═══ TEXTE EXTRAIT
Détail exact des mouvements des deux armées depuis le 8, à 2 heures,
jusqu'au 11, jour de l'affaire de Fontenoy.
M. le maréchal de Saxe ayant été informé le 8, par un exprès de M. du Chayla, lieutenant général détaché à Leuze avec un corps de cavalerie de 16 escadrons, 900 hommes d'infanterie de Grassin et 300 à cheval du même, que les ennemis se portaient en force au poste, M. le Maréchal lui ordonna de se replier, et envoya sur-le-champ l'ordre à la brigade Dauphin de se porter à la pointe des bois de Barry, avec quatre pièces de canon, pour faciliter la retraite de ces troupes.
M. du Chayla fit battre la générale à 4 heures; ses gardes avancées ayant été attaquées et leur ayant fait dire de se retirer, il se mit en marche à 10 heures du soir. Il différa jusqu'au moment pour être certain de la force des ennemis qui marchaient à lui. Il arriva au camp sous Tournay à minuit, et campa ses troupes à droite de la chaussée de Leuze, et mit le corps de M. de Grassin en avant dans les bois de Barry, pour éclairer les mouvements des ennemis. M. de Crémille, maréchal général des logis de l'armée, se porta le 9, à 4 heures du matin, sur le terrain reconnu et fixé par M. le maréchal de Saxe pour le champ de bataille de nos troupes; après que M. de Crémille eut fait arpenter le terrain et déterminée avec MM. le comte de Lowendal et d'Estrées, lieutenants généraux, des endroits avantageux pour y faire des redoutes et des postes à garder, il en vint rendre compte à M. le Maréchal, qui en conséquence donna l'ordre, le 9 mai après midi, pour que toute la cavalerie et l'infanterie, à la réserve de 26 bataillons et 13 escadrons, vinssent se porter à la droite de la cavalerie de la première ligne en avant d'Antoing, la gauche à la chaussée de Leuze, avec ordre de ne s'étendre que lorsqu'on leur ferait dire. Il fut commandé le même jour, à 5 heures du matin, 2,,000 travailleurs, moitié armés, pour travailler à deux redoutes tracées par M. des Mazis, ingénieur, à droite et à gauche des bois de Barry, embrassant l'angle de ce bois à gauche de la chaussée de Mons à Tournay; l'on travailla en même temps à retrancher le village de Fontenoy, droite de notre centre, on y envoya la brigade de Dauphin.
══════
═══ MATÉRIEL PRÉSENTÉ
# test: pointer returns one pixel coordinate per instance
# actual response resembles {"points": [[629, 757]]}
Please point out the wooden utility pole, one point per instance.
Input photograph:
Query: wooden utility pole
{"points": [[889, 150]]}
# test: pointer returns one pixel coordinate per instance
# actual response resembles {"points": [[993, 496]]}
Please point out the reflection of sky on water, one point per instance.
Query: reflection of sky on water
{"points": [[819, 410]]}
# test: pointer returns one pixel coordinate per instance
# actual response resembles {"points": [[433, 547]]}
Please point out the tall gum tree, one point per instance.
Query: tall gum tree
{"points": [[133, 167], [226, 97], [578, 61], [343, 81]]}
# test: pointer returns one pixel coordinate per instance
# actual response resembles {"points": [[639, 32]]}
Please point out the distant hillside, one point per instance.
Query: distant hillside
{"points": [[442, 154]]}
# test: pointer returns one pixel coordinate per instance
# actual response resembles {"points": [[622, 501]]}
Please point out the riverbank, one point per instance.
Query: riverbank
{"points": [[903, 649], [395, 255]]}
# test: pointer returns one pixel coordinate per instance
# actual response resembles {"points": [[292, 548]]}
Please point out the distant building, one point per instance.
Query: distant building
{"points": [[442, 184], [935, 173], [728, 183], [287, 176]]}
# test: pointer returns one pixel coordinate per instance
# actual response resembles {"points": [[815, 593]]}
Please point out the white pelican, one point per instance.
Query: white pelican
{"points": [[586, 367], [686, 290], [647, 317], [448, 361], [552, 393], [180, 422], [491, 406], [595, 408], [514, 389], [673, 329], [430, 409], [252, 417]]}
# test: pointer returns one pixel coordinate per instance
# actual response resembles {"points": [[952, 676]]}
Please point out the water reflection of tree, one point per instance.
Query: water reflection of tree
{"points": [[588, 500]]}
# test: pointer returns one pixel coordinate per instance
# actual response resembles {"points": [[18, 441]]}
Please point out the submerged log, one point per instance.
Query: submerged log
══════
CONSIGNE À SUIVRE: Dans le récit des mouvements des armées avant Fontenoy, pourquoi le maréchal de Saxe envoya-t-il la brigade Dauphin à la pointe des bois de Barry avec quatre pièces de canon ? Répondez en une à trois phrases. Ce matériel ne joue ici aucun rôle.

RÉSULTAT DE L'EXERCICE: Le maréchal de Saxe envoya la brigade Dauphin à la pointe des bois de Barry, avec quatre pièces de canon, pour faciliter la retraite des troupes de M. du Chayla. Il venait d'apprendre que les ennemis se portaient en force au poste de Leuze et avait ordonné à M. du Chayla de se replier.